**Labeled contour entries:**
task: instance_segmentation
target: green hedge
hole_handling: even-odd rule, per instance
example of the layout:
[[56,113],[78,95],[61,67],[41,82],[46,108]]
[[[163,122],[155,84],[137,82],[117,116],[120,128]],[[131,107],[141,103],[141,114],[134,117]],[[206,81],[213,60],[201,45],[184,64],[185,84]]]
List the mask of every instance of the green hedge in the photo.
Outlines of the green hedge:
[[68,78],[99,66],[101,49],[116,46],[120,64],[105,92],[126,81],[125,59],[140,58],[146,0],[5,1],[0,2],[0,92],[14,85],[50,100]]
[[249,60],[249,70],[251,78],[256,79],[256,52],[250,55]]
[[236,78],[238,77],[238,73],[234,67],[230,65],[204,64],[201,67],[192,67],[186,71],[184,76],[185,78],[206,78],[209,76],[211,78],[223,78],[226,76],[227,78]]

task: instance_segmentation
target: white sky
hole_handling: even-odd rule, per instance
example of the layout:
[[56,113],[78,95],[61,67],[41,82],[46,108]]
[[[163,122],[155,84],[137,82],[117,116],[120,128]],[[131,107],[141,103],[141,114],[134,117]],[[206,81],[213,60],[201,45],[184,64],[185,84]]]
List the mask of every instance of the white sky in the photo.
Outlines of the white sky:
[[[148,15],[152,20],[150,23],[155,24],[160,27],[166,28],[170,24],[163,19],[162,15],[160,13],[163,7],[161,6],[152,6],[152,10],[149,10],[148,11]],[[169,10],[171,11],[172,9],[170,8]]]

**YOUR INSTRUCTIONS:** Rename "even-odd rule" to "nonzero winding rule" everywhere it occurs in these lines. Reproduce every other part of the lines without alteration.

**SOLUTION TO THIS TASK:**
task: instance_segmentation
target: green hedge
hole_handling: nonzero winding rule, per instance
example of the layout:
[[56,113],[78,95],[61,67],[41,82],[46,108]]
[[[163,122],[155,84],[137,82],[117,116],[120,128]],[[131,107],[141,103],[141,114],[134,117]],[[206,81],[213,60],[201,45],[184,64],[185,84]]]
List the mask of every instance of the green hedge in the photo.
Outlines of the green hedge:
[[68,78],[99,66],[101,49],[116,46],[120,64],[105,92],[126,81],[125,59],[140,58],[146,0],[5,1],[0,2],[0,92],[14,85],[50,100]]
[[249,60],[249,70],[251,78],[256,79],[256,52],[250,55]]
[[236,78],[238,77],[238,73],[234,67],[230,65],[204,64],[201,67],[192,67],[186,71],[184,76],[185,78],[206,78],[209,76],[211,78],[223,78],[226,76],[227,78]]

task: instance_segmentation
target: white sky
hole_handling: nonzero winding rule, per instance
example of the layout:
[[56,113],[78,95],[61,67],[41,82],[46,108]]
[[[163,122],[155,84],[137,82],[117,116],[120,128]],[[131,107],[141,103],[141,114],[134,117]],[[206,81],[213,60],[201,45],[184,64],[185,84]]]
List the mask of every instance of the white sky in the photo.
Outlines of the white sky:
[[[148,15],[152,20],[150,23],[155,24],[160,27],[166,28],[170,24],[163,19],[162,15],[160,13],[163,7],[161,6],[152,6],[152,10],[149,10],[148,11]],[[169,10],[171,11],[172,9],[170,8]]]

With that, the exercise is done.